SELECTED TEXT =
The fate of the economy remains the biggest question mark. Economists call what the US is going through a square root shaped recession: first a steep dive, then a short recovery, and now a long flat line of stagnation. No one is quite sure whether the kind of growth the US can reasonably expect during the next few years will be strong enough to pull the unemployment rate down appreciably.

With near zero interest rates and annual budget deficits measured in the trillions, Obama has already fired most of the bullets he has. All he can really do is trust and cheerlead the innovation and entrepreneurship that has brought the American economy back to life so many times before. And it probably will again. The question is whether the bounce will be big enough and soon enough to save Obama.

Things only need to be improving, not fixed, for the President to benefit. Unemployment peaked at 10.8 per cent in November 1982 when Reagan's Republicans were swept away in the mid-terms. When Reagan was re-elected as president in November 1984 the rate had dropped to 7.4 per cent, almost exactly where it was when Reagan entered office.

Unemployment in the US sits at 9.6 per cent, up from 6.9 per cent when Obama was elected, about the same rise that Reagan had to endure. It seems unlikely that US unemployment will dip below 7 per cent before November 2012; 8 per cent even seems a stretch, but it may be enough for Obama.

If he is re-elected he probably won't be the Reagan in reverse he wants to be: an admired leader who stuck to his ideological guns and won the fight with congress by appealing directly to the American public. Rather, he may look more like a president Obama respects less: Clinton, who revived his administration by moving to the pragmatic centre to get things done in Washington. Banishment from office in Carter-like ignominy seems the least likely fate for Obama, unless the jobs numbers do not improve or an international crisis (potentially Iran, as it was for Carter) suffocates the US and its President.

Remembering Obama's achievements is an important corrective to all the negativity swirling about his administration in the US. Delivering on four big promises from his 2008 election campaign is no mean feat in what have proved two very tough years.

Obama shot to prominence because of his pristine anti-Iraq credentials, and getting out of Iraq within 18 months in office was his first core election promise. The last US combat troops left Iraq 2 1/2 months ago, a few months ahead of Obama's schedule. But it has received scant acclaim. Part of the reason for the muted reception is that ongoing violence in Iraq remains civil war-like, the country's elections in March this year have yet to produce a new government, and tens of thousands of US troops are still in Iraq to help with security matters.

But the bigger story is that the Iraq war was a disaster for the US, dividing the country at home, alienating much of the world, and with a staggering human and financial toll.

Obama said he would turn the page on Iraq so the US could move on. He has done this, but no one, least of all the President, wants to claim mission accomplished the way George W. Bush did so naively only weeks into what turned into a war lasting more than seven years.

After the collapse of Lehman Brothers in the heat of the presidential campaign on September 15, 2008, Obama was far more vocal about the need for a substantial fiscal stimulus to revive the suddenly swooning economy than his Republican opponent John McCain was. Obama's second important achievement was to sign into law less than one month after taking the oath of office a $US800 billion stimulus package that was both the largest such bill passed in the US and the world's biggest stimulus in response to the financial crisis.

STUDY MATERIAL =
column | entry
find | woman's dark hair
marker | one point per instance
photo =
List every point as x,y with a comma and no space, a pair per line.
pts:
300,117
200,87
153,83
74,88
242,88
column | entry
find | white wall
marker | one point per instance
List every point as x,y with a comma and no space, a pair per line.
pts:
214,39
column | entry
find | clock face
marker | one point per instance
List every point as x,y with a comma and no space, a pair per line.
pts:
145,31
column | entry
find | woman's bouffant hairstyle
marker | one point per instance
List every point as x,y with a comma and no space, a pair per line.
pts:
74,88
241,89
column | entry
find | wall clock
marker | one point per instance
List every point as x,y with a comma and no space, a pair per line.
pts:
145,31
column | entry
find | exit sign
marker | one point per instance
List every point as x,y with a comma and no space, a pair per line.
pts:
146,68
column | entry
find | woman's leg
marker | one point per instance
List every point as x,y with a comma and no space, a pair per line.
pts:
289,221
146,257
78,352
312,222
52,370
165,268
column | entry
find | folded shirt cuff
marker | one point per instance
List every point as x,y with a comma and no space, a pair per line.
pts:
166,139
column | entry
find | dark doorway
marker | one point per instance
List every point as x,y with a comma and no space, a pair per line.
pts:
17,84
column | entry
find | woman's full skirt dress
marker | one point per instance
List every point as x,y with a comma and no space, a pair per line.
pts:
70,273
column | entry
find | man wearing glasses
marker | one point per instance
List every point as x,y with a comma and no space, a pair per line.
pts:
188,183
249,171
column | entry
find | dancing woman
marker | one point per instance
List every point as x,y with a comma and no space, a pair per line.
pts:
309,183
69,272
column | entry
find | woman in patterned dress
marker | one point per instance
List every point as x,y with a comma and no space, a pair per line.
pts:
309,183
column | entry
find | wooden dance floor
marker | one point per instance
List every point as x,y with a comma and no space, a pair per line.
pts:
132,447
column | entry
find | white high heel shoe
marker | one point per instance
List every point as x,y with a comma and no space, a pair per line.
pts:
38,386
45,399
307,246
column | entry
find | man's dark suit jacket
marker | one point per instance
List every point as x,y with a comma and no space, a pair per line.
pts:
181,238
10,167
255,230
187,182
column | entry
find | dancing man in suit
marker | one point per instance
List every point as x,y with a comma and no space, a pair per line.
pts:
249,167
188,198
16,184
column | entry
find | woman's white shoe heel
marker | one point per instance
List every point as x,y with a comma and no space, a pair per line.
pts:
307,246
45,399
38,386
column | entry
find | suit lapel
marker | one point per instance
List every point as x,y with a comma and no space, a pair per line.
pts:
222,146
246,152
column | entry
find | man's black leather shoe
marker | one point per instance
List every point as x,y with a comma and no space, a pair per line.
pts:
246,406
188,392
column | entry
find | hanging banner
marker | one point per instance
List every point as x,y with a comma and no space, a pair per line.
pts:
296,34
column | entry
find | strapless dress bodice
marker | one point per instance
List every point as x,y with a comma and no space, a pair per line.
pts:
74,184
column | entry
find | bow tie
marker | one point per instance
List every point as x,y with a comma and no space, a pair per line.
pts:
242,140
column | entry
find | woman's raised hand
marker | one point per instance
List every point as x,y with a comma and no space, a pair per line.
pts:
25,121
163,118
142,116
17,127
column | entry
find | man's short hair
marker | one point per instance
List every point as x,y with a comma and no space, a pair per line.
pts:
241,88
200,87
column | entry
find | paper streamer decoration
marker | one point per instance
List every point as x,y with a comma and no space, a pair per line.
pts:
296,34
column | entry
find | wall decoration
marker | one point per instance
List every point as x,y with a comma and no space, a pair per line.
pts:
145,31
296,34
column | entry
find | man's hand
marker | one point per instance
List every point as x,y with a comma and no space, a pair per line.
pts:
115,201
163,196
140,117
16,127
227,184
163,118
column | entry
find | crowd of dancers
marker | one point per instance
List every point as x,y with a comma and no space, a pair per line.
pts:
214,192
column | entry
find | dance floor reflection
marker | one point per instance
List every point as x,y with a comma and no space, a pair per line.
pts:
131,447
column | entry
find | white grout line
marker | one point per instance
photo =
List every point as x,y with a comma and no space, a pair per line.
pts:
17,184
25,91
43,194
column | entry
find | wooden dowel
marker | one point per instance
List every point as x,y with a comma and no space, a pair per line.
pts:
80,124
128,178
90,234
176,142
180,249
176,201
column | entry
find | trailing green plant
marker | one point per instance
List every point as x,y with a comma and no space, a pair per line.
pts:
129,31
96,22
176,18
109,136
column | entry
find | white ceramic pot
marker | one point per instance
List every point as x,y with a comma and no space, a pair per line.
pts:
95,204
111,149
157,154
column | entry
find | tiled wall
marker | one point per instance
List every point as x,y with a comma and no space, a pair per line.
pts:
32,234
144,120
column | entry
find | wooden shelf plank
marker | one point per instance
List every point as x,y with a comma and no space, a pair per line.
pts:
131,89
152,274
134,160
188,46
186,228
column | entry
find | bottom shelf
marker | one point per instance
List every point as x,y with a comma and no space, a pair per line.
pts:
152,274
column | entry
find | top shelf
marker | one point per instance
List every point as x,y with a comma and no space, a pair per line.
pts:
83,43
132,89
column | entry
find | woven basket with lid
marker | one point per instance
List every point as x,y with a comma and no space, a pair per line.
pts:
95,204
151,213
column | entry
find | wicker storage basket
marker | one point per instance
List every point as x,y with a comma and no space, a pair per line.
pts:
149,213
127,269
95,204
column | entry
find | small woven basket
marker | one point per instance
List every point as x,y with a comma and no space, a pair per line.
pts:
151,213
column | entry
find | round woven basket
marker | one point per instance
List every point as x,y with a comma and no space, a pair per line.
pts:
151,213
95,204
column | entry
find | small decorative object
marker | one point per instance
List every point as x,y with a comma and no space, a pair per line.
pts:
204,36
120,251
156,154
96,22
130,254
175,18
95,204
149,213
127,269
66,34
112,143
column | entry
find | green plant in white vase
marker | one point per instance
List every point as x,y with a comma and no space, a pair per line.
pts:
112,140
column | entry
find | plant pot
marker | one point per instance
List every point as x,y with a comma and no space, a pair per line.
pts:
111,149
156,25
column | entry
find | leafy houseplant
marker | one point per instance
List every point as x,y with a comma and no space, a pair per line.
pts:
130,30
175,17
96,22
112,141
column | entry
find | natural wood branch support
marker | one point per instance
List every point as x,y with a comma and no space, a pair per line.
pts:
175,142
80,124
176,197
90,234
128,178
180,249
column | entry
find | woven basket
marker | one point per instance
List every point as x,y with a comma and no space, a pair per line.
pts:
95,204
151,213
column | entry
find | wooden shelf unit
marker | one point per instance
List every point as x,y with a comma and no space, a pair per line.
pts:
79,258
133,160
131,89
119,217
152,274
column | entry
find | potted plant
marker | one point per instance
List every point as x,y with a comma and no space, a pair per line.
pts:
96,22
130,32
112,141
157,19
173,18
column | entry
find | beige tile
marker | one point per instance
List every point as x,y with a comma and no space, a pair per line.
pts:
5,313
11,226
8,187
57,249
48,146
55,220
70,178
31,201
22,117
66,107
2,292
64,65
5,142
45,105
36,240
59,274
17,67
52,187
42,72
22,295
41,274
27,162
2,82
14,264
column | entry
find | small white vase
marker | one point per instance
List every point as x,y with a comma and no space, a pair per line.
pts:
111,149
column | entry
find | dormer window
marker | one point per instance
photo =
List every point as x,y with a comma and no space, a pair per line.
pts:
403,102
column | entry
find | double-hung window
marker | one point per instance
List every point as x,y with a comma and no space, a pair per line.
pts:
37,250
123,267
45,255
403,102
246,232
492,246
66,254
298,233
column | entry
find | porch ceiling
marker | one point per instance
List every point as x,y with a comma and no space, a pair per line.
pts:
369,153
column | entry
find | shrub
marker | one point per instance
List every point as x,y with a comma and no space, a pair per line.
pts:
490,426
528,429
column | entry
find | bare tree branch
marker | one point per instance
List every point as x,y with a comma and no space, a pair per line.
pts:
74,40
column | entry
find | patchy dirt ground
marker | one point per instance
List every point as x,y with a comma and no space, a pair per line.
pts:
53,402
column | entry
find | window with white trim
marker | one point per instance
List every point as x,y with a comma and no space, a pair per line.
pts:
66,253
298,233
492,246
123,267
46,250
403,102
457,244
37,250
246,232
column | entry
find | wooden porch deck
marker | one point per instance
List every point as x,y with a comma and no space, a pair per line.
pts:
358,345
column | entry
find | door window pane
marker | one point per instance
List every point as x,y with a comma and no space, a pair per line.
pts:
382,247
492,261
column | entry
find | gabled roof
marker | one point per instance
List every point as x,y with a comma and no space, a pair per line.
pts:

EXERCISE SET =
1: List every US president named in the passage on Obama's presidency.
2: Copy the passage on Obama's presidency, starting with "But the bigger" and going on through "than seven years.".
The material comes from a different source than the passage.

EXERCISE ANSWERS =
1: Obama, Reagan, Clinton, Carter, George W. Bush

2:
But the bigger story is that the Iraq war was a disaster for the US, dividing the country at home, alienating much of the world, and with a staggering human and financial toll.

Obama said he would turn the page on Iraq so the US could move on. He has done this, but no one, least of all the President, wants to claim mission accomplished the way George W. Bush did so naively only weeks into what turned into a war lasting more than seven years.